START Task material

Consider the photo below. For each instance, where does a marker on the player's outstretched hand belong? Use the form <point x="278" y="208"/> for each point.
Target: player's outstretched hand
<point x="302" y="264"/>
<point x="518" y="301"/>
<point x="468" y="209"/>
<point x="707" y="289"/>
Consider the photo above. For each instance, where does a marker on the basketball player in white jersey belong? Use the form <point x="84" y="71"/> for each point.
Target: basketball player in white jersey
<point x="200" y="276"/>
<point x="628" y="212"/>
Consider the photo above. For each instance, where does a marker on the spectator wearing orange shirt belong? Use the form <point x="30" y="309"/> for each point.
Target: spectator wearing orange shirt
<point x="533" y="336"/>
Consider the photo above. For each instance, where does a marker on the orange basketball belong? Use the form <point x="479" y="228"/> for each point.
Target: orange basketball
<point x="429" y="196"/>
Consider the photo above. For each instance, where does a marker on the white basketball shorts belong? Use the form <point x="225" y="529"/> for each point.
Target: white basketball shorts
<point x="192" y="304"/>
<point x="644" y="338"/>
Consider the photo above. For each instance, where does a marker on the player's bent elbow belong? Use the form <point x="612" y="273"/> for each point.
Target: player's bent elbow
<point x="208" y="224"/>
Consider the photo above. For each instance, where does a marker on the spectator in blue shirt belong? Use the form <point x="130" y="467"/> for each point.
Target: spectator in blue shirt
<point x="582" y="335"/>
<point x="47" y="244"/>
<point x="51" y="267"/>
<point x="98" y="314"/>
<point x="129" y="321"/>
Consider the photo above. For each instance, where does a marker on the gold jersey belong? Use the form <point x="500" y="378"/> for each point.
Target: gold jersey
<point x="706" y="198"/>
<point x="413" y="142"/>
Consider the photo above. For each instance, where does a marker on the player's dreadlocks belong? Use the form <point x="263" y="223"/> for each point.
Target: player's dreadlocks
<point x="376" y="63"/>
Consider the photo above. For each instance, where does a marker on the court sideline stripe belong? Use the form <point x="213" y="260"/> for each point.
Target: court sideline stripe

END Task material

Rewrite the stretch of the listing above from the line containing "the spectator wearing" through the end of the listing, putting "fan" wherever "spectator" appears and leaving everything else unchanged.

> **Task output**
Consider the photo above. For each instance, where does a marker on the fan wearing orange shirt belong? Use the form <point x="30" y="309"/> for each point.
Target: fan wearing orange shirt
<point x="533" y="336"/>
Consider the photo above. For each instance, where does a marker on the orange basketball belong? Use the form <point x="479" y="228"/> for each point.
Target: orange basketball
<point x="429" y="196"/>
Consider the photo above. For each instance, where does a marker on the white basketball shorts belong? Use the form <point x="225" y="529"/> for each point.
Target: white basketball shorts
<point x="192" y="304"/>
<point x="644" y="338"/>
Consider the photo above. For each instance, where does a marker on the player's bent elbow belong? Use the form <point x="612" y="273"/> for each point.
Target: player's bent elbow
<point x="208" y="224"/>
Consider the photo above. For each instance, where does a marker on the fan in blue shirt belong? Use the form <point x="130" y="467"/> for each point.
Target: fan in blue shirt
<point x="582" y="335"/>
<point x="47" y="244"/>
<point x="51" y="267"/>
<point x="98" y="314"/>
<point x="129" y="321"/>
Consider the photo above. For each instance, where does a marker on the gold jersey belong? Use the form <point x="500" y="378"/> for each point.
Target: gold jersey
<point x="706" y="198"/>
<point x="413" y="142"/>
Consider the photo above. For each instance, where does a marker on the player's dreadlocks belong? Use the form <point x="263" y="223"/> for each point.
Target: player's dreadlocks
<point x="376" y="63"/>
Consider the photo above. For each instance, where does a marker on the court sideline stripe belong? Use the form <point x="213" y="260"/> for each point.
Target: court sideline stripe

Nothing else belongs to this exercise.